>>>>
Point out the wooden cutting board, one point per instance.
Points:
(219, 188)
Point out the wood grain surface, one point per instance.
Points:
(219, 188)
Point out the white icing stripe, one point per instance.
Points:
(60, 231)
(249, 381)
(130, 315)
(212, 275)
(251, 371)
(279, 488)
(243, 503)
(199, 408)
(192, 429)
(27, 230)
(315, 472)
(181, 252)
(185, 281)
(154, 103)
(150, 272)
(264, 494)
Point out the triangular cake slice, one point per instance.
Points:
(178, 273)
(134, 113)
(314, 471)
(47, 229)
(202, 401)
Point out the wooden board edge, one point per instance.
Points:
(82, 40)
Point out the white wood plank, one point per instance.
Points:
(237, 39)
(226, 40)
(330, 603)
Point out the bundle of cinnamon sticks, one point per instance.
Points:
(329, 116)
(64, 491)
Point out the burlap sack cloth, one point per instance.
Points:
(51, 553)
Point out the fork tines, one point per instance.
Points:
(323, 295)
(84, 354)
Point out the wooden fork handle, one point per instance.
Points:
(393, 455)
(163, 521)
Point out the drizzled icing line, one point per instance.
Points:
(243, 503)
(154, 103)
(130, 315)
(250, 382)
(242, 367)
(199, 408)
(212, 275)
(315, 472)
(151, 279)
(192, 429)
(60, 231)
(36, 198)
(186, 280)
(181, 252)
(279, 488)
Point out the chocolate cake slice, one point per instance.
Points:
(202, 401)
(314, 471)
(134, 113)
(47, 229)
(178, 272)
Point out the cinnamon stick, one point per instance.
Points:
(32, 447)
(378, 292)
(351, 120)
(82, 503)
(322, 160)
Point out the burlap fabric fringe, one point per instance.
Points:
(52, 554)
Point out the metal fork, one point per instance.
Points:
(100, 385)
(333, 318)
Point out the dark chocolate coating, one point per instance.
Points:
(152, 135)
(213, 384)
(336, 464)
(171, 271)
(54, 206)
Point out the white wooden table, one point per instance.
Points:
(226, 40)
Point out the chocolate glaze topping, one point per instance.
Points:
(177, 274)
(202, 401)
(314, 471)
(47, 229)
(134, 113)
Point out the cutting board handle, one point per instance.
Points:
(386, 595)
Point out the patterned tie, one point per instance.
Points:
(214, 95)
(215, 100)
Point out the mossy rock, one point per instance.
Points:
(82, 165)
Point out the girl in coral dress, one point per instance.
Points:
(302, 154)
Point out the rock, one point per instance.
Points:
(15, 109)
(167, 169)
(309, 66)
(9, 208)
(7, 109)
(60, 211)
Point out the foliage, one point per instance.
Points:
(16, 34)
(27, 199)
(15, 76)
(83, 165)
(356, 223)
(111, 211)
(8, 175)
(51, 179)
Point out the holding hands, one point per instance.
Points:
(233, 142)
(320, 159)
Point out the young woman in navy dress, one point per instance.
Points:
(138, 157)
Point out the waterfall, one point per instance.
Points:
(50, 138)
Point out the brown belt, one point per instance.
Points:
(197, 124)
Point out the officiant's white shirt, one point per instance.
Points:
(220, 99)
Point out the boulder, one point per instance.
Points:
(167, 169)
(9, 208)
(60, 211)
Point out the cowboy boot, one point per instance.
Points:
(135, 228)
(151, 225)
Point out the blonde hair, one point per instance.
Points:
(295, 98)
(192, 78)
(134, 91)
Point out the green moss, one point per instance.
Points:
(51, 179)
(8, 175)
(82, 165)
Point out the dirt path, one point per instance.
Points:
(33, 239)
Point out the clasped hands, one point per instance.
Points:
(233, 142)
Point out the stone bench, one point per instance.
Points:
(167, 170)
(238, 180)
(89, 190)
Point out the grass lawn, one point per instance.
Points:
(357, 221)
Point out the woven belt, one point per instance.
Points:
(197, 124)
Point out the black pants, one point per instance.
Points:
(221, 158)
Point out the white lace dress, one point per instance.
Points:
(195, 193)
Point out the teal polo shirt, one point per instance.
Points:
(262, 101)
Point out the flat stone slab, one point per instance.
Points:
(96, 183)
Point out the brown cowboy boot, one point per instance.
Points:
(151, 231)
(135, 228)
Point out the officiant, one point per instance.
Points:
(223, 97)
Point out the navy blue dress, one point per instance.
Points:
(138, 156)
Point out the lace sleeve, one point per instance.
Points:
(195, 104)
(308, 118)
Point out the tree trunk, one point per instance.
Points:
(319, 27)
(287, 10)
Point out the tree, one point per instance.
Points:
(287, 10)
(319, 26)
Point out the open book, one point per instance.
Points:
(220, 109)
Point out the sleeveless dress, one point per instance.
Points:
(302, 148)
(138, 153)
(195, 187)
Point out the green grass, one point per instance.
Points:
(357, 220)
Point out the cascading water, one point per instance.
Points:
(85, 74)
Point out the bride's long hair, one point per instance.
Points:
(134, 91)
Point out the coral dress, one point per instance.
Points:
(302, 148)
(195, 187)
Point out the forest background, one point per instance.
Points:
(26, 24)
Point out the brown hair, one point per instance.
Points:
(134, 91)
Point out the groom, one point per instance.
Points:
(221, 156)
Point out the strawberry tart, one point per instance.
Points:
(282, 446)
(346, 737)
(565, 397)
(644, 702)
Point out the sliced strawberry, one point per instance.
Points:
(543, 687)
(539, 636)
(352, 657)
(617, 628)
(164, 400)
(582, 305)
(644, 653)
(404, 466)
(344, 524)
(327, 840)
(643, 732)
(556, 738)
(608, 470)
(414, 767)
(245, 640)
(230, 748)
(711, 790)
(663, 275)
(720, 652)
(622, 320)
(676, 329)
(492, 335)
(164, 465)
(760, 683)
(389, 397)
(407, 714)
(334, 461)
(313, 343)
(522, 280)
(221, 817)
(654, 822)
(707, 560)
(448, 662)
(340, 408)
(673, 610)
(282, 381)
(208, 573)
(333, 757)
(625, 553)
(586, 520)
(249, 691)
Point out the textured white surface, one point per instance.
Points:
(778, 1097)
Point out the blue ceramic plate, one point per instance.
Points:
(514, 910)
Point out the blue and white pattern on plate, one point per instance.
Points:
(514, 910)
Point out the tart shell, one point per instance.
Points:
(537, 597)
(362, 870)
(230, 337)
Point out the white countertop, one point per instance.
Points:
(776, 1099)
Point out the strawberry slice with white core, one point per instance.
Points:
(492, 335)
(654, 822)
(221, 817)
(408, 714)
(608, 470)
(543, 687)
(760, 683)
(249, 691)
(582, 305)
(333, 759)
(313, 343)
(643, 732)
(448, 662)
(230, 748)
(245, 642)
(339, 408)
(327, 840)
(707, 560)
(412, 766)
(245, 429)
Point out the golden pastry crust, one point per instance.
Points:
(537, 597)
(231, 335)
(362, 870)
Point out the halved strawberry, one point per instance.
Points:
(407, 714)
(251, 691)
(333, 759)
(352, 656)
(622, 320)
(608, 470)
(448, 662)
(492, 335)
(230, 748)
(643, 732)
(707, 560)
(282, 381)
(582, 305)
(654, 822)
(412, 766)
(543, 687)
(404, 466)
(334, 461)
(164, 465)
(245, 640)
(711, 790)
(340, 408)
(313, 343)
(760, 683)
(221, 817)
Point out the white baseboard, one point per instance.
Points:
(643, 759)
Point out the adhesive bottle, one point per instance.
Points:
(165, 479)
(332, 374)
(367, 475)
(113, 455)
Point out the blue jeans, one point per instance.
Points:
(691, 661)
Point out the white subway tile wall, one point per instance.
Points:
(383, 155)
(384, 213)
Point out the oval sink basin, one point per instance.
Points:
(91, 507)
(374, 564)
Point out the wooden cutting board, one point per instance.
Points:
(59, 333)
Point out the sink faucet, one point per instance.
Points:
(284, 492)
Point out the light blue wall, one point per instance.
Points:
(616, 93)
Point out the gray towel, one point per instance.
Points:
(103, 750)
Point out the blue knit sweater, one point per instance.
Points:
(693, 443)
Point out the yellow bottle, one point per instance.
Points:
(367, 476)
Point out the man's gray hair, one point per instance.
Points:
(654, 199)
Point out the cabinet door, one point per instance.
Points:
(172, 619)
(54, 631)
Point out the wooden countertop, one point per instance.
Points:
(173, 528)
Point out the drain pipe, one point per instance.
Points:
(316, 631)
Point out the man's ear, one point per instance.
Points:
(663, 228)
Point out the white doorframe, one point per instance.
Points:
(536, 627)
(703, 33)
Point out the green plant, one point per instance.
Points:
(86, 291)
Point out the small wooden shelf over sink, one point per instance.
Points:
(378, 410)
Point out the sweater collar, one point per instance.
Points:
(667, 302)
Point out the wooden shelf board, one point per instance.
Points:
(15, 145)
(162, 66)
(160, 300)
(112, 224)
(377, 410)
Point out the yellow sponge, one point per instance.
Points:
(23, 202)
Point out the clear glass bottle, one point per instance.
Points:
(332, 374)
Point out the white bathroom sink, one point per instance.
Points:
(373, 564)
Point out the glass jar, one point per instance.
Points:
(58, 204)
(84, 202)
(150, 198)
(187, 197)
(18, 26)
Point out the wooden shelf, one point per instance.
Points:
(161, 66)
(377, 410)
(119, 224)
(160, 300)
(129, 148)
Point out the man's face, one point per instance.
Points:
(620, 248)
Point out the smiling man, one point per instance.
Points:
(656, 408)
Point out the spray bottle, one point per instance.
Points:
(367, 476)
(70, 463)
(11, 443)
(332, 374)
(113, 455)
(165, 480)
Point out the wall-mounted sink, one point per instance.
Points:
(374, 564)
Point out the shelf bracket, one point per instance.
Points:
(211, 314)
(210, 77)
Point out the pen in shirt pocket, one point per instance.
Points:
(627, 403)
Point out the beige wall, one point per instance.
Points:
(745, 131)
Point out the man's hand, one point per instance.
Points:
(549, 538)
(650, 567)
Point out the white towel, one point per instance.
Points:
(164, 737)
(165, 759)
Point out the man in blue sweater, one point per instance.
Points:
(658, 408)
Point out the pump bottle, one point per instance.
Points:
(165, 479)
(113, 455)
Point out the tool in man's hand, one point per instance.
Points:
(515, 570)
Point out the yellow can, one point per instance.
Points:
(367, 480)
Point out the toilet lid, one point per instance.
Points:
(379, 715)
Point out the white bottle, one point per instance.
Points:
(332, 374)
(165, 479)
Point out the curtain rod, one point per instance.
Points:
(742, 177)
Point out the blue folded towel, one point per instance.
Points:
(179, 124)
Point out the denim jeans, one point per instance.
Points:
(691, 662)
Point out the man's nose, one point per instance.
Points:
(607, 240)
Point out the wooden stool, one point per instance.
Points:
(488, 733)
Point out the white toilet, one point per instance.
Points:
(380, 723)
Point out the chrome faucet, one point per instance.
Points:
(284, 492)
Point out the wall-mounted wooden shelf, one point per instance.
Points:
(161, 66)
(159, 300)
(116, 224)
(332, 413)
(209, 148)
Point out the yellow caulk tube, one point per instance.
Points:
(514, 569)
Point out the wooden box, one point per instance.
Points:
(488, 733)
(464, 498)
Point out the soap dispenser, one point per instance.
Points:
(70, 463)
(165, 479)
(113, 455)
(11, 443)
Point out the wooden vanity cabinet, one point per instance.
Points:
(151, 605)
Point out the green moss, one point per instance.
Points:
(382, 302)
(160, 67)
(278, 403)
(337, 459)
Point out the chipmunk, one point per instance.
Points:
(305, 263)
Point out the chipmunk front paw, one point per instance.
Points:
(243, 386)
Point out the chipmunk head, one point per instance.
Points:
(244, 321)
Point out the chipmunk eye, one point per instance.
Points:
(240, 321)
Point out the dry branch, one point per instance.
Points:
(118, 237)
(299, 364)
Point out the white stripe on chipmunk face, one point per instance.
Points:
<<<<
Work item:
Pick each line holding the word "sweater" out of the data and copy it.

Exercise response:
Point out the blue knit sweater, one point per instance.
Point out the sweater collar, one point per instance.
Point out the man in blue sweater, one point per instance.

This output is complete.